* _WORK TO COMPLETE_
Reproduce all of the listing below without alteration.

--- START ---

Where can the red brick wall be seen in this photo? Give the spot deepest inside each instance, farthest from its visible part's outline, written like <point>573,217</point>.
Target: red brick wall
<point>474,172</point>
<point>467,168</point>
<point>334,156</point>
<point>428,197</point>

--- END ---

* _SOLUTION TO THE EXERCISE_
Where can the red brick wall be seen in this photo? Give the spot deepest inside each instance, farthest from its visible part's outline, written like <point>573,217</point>.
Target: red brick wall
<point>474,172</point>
<point>467,168</point>
<point>334,156</point>
<point>428,197</point>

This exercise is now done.